◆ **Written exercise**: Reproduce the lines starting at the line that contains "Target: short sleeve dress" and ending with the line that contains "147 311 L 147".

◆ **Dataset records**:

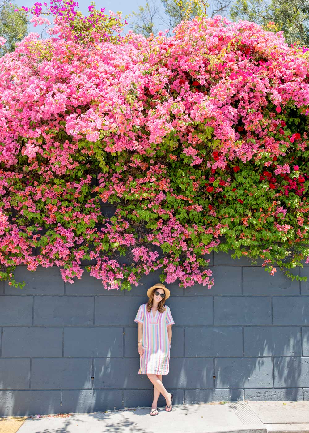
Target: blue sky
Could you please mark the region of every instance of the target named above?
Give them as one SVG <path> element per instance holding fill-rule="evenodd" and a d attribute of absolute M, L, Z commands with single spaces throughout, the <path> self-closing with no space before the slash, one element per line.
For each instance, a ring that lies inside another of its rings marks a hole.
<path fill-rule="evenodd" d="M 27 7 L 30 7 L 34 4 L 36 1 L 40 1 L 42 3 L 46 2 L 48 5 L 49 4 L 49 0 L 13 0 L 13 1 L 16 3 L 19 7 L 22 6 L 26 6 Z M 77 0 L 77 1 L 79 6 L 78 10 L 80 10 L 84 15 L 88 15 L 89 13 L 88 6 L 90 5 L 91 0 L 80 0 L 80 1 Z M 132 0 L 114 0 L 114 1 L 113 0 L 104 0 L 103 1 L 102 0 L 100 1 L 98 0 L 97 1 L 95 1 L 95 2 L 97 9 L 100 10 L 101 8 L 105 7 L 105 11 L 107 13 L 110 10 L 114 12 L 120 11 L 122 13 L 122 16 L 124 17 L 126 15 L 132 13 L 133 10 L 136 12 L 138 12 L 138 6 L 145 6 L 146 4 L 146 0 L 137 0 L 137 1 L 132 1 Z M 160 4 L 160 0 L 157 0 L 156 3 L 158 5 Z M 209 1 L 209 3 L 211 3 L 211 0 Z M 130 23 L 132 23 L 134 20 L 135 18 L 133 16 L 131 17 L 131 19 L 128 19 L 128 21 L 129 24 Z M 156 28 L 159 30 L 164 30 L 166 28 L 164 25 L 160 22 L 155 22 L 155 24 Z M 129 29 L 130 27 L 128 26 L 127 28 Z M 41 33 L 42 29 L 43 27 L 40 29 L 40 26 L 35 28 L 32 24 L 28 25 L 29 32 L 35 32 L 39 33 Z M 124 29 L 124 31 L 126 32 L 126 29 Z"/>
<path fill-rule="evenodd" d="M 49 0 L 33 0 L 33 1 L 32 0 L 17 0 L 17 1 L 15 0 L 15 2 L 19 7 L 26 6 L 27 7 L 29 7 L 34 4 L 35 1 L 40 1 L 42 3 L 46 2 L 48 5 L 49 3 Z M 87 15 L 89 13 L 88 6 L 90 4 L 91 0 L 80 0 L 80 1 L 77 0 L 77 1 L 79 6 L 78 10 L 80 10 L 84 15 Z M 95 1 L 95 3 L 97 9 L 100 9 L 101 7 L 105 7 L 105 11 L 107 13 L 108 13 L 108 11 L 110 10 L 114 12 L 121 11 L 122 13 L 122 16 L 124 17 L 126 15 L 132 13 L 132 10 L 138 12 L 138 6 L 145 6 L 146 4 L 146 0 L 138 0 L 137 1 L 130 1 L 130 0 L 129 1 L 128 0 L 116 0 L 116 1 L 104 0 L 104 1 Z M 160 3 L 160 0 L 158 0 L 158 4 L 159 4 Z M 134 20 L 133 17 L 131 18 L 131 21 L 128 20 L 128 22 L 129 23 L 130 22 L 132 23 L 133 20 Z M 157 25 L 161 29 L 164 29 L 163 28 L 161 28 L 158 24 Z M 32 25 L 29 25 L 29 32 L 39 32 L 37 29 L 39 29 L 39 26 L 35 28 Z"/>

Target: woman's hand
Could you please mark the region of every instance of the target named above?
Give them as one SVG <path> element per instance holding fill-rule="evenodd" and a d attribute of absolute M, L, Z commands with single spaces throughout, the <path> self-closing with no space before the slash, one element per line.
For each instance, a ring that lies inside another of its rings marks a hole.
<path fill-rule="evenodd" d="M 142 343 L 141 343 L 140 344 L 138 345 L 138 353 L 141 356 L 144 356 L 144 347 Z"/>

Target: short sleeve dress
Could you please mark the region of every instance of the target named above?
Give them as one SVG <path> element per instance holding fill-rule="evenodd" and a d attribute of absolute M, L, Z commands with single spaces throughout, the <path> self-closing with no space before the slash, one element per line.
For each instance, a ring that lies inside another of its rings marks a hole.
<path fill-rule="evenodd" d="M 147 311 L 147 304 L 141 305 L 134 321 L 143 323 L 142 344 L 145 351 L 140 356 L 139 375 L 152 373 L 168 374 L 171 344 L 167 326 L 175 323 L 169 307 L 164 305 L 165 310 L 157 310 L 154 317 L 152 311 Z"/>

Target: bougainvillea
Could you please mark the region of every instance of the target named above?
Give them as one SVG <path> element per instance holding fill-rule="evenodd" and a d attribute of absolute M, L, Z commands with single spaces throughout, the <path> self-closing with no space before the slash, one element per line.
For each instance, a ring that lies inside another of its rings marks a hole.
<path fill-rule="evenodd" d="M 214 249 L 272 274 L 308 261 L 307 50 L 219 16 L 121 36 L 115 15 L 53 4 L 52 37 L 0 59 L 1 278 L 73 282 L 93 260 L 106 288 L 158 269 L 209 288 Z"/>

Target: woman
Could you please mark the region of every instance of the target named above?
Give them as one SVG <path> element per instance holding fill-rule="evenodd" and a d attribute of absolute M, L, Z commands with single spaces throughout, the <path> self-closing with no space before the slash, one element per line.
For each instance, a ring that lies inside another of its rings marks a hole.
<path fill-rule="evenodd" d="M 166 400 L 165 410 L 172 410 L 174 396 L 167 392 L 162 383 L 162 375 L 168 374 L 172 325 L 175 323 L 169 307 L 164 306 L 170 294 L 168 289 L 161 283 L 151 287 L 147 291 L 148 303 L 140 306 L 134 320 L 138 324 L 138 374 L 147 374 L 154 385 L 152 416 L 158 414 L 160 393 Z"/>

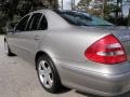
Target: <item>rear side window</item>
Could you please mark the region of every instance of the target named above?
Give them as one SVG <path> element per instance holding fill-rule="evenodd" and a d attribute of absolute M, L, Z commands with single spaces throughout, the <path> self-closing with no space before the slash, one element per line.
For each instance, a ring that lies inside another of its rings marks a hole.
<path fill-rule="evenodd" d="M 16 26 L 15 30 L 16 31 L 25 31 L 27 22 L 28 22 L 29 15 L 25 16 Z"/>
<path fill-rule="evenodd" d="M 37 30 L 41 16 L 41 13 L 35 13 L 30 18 L 27 30 Z"/>
<path fill-rule="evenodd" d="M 48 22 L 46 16 L 42 16 L 38 30 L 46 30 L 46 29 L 48 29 Z"/>

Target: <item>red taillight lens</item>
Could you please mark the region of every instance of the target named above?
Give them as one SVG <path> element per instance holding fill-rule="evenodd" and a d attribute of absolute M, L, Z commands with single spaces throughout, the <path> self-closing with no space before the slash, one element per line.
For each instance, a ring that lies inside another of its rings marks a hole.
<path fill-rule="evenodd" d="M 84 52 L 84 55 L 90 60 L 108 65 L 127 60 L 121 43 L 113 34 L 106 36 L 93 43 Z"/>

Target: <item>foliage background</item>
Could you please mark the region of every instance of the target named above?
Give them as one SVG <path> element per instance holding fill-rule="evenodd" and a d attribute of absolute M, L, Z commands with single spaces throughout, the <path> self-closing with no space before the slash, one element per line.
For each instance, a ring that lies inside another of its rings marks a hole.
<path fill-rule="evenodd" d="M 95 4 L 91 5 L 92 1 Z M 130 0 L 80 0 L 77 5 L 73 2 L 75 0 L 72 0 L 72 10 L 86 11 L 118 26 L 130 25 L 130 15 L 122 14 L 122 6 L 130 4 Z M 5 32 L 8 22 L 13 19 L 16 24 L 22 16 L 31 11 L 58 8 L 58 0 L 0 0 L 0 33 Z"/>

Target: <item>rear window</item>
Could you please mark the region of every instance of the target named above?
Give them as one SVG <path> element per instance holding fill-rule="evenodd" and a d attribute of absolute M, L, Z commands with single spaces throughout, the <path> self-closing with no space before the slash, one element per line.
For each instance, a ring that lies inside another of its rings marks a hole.
<path fill-rule="evenodd" d="M 84 12 L 55 11 L 60 16 L 76 26 L 114 26 L 113 24 Z"/>

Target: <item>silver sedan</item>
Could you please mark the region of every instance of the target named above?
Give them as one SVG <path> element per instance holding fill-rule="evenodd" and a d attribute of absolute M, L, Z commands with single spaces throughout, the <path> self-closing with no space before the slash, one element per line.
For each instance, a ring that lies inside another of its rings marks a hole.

◆ **Full answer**:
Target: short sleeve dress
Could you please mark the region of every instance of the target named above?
Give them as one SVG <path> element per instance holding fill-rule="evenodd" and a d attribute of absolute M, L, Z commands with single spaces throughout, the <path> self-closing with no space before the slash, one element per line.
For each instance, a ring that lies inside another of its rings marks a hole.
<path fill-rule="evenodd" d="M 147 311 L 147 304 L 141 305 L 134 321 L 143 323 L 142 344 L 145 351 L 140 356 L 139 375 L 152 373 L 168 374 L 171 344 L 167 326 L 175 323 L 169 307 L 164 305 L 165 310 L 157 310 L 154 317 L 152 311 Z"/>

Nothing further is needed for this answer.